== WHAT YOU SHOULD DO ==
Reproduce the lines starting at the beginning and ending at the line containing "(98, 56), (119, 63)", with "DetectModule" changed to "LocateModule" and nothing else altered.

== MATERIAL SHOWN ==
------------------------------------------------------------------------
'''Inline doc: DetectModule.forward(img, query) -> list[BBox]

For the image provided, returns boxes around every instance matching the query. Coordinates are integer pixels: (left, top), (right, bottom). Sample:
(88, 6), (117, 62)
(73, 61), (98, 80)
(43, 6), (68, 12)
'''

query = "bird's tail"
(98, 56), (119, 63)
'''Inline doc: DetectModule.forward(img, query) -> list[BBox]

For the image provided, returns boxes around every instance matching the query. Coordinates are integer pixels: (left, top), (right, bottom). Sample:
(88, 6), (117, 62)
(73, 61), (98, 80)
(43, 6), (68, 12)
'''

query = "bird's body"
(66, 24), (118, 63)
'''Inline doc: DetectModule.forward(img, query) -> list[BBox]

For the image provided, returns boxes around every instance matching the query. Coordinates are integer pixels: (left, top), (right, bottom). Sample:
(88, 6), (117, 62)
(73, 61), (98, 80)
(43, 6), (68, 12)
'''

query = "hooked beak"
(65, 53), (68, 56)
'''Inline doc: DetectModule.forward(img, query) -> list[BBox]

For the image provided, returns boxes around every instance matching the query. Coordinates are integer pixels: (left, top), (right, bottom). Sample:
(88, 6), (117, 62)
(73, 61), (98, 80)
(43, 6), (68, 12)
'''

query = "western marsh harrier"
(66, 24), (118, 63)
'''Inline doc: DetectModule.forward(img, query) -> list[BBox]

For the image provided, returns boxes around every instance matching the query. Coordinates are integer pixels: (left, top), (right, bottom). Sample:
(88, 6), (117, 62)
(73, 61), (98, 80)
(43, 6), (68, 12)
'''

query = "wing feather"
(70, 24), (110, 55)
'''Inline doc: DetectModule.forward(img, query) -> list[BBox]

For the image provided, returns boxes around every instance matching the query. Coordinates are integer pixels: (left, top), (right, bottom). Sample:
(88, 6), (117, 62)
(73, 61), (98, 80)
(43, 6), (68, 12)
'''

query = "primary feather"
------------------------------------------------------------------------
== EXPECTED OUTPUT ==
'''Inline doc: LocateModule.forward(img, query) -> list[BBox]

For the image provided, returns boxes around every instance matching the query. Coordinates are integer pixels: (left, top), (right, bottom). Sample:
(88, 6), (117, 62)
(73, 61), (98, 80)
(43, 6), (68, 12)
'''

query = "bird's tail"
(98, 56), (119, 63)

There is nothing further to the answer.